_What to do_. Rewrite only the part of the entries that opens with the line containing "Mark every instance of the la" and closes with the line containing "<point>410,190</point>", both lines included, keeping the requests in place. Offset each coordinate in the answer points by adding 150, and leave the coordinates in the format samples unchanged.

+--

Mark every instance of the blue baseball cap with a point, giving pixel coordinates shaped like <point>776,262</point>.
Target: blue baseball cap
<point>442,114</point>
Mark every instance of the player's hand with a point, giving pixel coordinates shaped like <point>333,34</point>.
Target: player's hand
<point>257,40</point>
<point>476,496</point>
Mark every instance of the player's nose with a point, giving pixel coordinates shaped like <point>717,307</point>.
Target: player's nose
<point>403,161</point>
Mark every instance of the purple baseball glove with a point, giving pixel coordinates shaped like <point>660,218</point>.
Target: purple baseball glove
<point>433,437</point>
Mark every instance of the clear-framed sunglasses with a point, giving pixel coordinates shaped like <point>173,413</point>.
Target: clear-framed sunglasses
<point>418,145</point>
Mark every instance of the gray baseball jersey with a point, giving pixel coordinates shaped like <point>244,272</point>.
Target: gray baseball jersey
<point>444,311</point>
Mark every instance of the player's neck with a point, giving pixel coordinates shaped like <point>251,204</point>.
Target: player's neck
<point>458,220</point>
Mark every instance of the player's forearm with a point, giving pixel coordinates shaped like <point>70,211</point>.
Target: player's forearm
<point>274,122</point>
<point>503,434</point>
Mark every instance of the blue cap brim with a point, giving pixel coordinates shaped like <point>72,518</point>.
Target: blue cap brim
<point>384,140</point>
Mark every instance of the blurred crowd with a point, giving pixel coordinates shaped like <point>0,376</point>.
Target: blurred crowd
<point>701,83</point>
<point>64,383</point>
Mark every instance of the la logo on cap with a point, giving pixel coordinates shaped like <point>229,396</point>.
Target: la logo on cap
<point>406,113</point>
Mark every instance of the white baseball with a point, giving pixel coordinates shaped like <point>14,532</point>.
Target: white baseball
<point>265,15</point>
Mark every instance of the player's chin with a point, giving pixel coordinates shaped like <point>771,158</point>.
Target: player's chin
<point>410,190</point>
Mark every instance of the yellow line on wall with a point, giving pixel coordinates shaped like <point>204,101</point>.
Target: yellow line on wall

+--

_Response to this exercise_.
Mark every instance of the la logo on cap with a point, giving pixel coordinates shaped like <point>229,396</point>.
Target: la logo on cap
<point>556,263</point>
Mark every instance of the white baseball with a point, giving pixel coordinates shaped like <point>14,532</point>.
Target: white baseball
<point>415,165</point>
Mark every instance of the player's chin with a point, giving pixel coordinates shaped like <point>771,158</point>.
Target: player's chin
<point>560,340</point>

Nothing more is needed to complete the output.